CONSIGNES ÉCRITES
1. Restituez à l'identique tout ce qui va de "La gratuité de" jusqu'à "étaler la fréquentation." dans l'extrait sur la tarification du Louvre.
2. D'après l'extrait sur la tarification du Louvre, en quelle année la gratuité de l'entrée le dimanche a-t-elle été supprimée ?

EXTRAIT DU TEXTE

La gratuité de l'entrée le dimanche a été supprimée en 1990. L'entrée est devenue payante tous les jours. Cette décision a été imposée au Louvre et a, là comme ailleurs, donné lieu à des discussions et suscité des sentiments partagés. Beaucoup ont regretté cette mesure, qui, symboliquement, était forte de sens. Mais les effets pervers de la gratuité existaient : les tours operators en profitaient largement et l'afflux massif devenait dangereux pour les œuvres et très pénible pour les agents de surveillance. Nous avons récemment mis en place une modulation tarifaire pour inciter les personnes à venir plus tard dans la journée : l'entrée est passée de 40 F avant 15 heures à 20 F après. De telles mesures, de même que les deux nocturnes hebdomadaires, contribuent à étaler la fréquentation.
BBF. Quelles sont les relations entre les conservateurs des départements et le service culturel ?

LIGNES ENREGISTRÉES
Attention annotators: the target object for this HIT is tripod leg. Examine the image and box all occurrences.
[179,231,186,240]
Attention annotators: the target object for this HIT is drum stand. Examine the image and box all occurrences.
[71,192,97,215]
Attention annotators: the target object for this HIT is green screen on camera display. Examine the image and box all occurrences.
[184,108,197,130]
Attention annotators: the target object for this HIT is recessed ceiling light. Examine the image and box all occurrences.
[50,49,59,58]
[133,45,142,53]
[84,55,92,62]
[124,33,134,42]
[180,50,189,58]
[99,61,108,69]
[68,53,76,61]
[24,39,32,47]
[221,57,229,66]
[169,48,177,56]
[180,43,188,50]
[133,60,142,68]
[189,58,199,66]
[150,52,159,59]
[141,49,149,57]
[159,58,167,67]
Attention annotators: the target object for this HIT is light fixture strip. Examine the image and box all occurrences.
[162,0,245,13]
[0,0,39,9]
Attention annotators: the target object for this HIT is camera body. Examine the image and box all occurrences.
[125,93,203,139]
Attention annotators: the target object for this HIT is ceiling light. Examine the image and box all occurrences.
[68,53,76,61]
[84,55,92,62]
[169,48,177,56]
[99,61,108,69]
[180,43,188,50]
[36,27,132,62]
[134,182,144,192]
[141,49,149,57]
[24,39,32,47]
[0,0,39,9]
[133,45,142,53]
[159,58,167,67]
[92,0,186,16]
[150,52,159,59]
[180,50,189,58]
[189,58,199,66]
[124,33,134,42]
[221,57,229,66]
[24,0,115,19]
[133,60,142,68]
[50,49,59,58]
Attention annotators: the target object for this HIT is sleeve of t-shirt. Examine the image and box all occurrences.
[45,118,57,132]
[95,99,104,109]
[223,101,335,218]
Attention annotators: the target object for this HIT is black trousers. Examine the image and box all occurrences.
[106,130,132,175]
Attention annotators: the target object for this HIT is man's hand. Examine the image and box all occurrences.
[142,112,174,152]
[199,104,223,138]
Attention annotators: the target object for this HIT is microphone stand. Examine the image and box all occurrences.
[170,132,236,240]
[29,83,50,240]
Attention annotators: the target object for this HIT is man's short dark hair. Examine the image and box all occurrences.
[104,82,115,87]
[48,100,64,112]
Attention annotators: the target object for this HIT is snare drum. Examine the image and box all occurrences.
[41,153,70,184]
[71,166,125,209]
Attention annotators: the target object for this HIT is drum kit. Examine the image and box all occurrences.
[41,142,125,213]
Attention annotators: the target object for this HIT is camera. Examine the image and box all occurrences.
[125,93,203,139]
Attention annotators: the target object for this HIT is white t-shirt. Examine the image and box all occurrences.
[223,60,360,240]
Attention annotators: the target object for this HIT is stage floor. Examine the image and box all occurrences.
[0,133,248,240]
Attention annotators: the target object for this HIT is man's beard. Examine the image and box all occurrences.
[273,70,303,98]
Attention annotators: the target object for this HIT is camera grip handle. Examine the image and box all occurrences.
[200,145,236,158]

CORRIGÉ DES EXERCICES
1.
La gratuité de l'entrée le dimanche a été supprimée en 1990. L'entrée est devenue payante tous les jours. Cette décision a été imposée au Louvre et a, là comme ailleurs, donné lieu à des discussions et suscité des sentiments partagés. Beaucoup ont regretté cette mesure, qui, symboliquement, était forte de sens. Mais les effets pervers de la gratuité existaient : les tours operators en profitaient largement et l'afflux massif devenait dangereux pour les œuvres et très pénible pour les agents de surveillance. Nous avons récemment mis en place une modulation tarifaire pour inciter les personnes à venir plus tard dans la journée : l'entrée est passée de 40 F avant 15 heures à 20 F après. De telles mesures, de même que les deux nocturnes hebdomadaires, contribuent à étaler la fréquentation.

2. En 1990.